Work task >> Your output should be the line with "Query: sofa armrest" and all following lines of the data below, through the end, repeated exactly.

Extracted data entries:
* * * * *

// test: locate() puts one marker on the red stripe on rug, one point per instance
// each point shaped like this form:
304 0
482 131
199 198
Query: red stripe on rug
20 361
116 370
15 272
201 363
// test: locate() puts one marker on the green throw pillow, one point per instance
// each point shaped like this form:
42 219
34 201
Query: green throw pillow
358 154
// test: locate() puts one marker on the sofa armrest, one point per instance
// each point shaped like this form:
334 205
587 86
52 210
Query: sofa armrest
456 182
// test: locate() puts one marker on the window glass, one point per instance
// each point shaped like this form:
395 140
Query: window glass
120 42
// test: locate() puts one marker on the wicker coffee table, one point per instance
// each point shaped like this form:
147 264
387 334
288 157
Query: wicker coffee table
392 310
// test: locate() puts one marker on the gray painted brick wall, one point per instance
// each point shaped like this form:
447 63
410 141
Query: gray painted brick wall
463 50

* * * * *

Exercise output >>
Query: sofa armrest
456 182
// test: locate() puts one marker on the window glass, one point per instance
// each point shaped like this form:
395 140
Query: window glass
120 42
// test: locate() puts one marker on the wicker coffee table, one point per instance
// each point shaped like this form:
147 264
387 334
288 157
Query: wicker coffee table
392 310
// test: locate() puts one marker on the gray painted brick wall, one point per instance
// each point shaped like this form:
447 63
410 141
Query: gray painted brick wall
463 50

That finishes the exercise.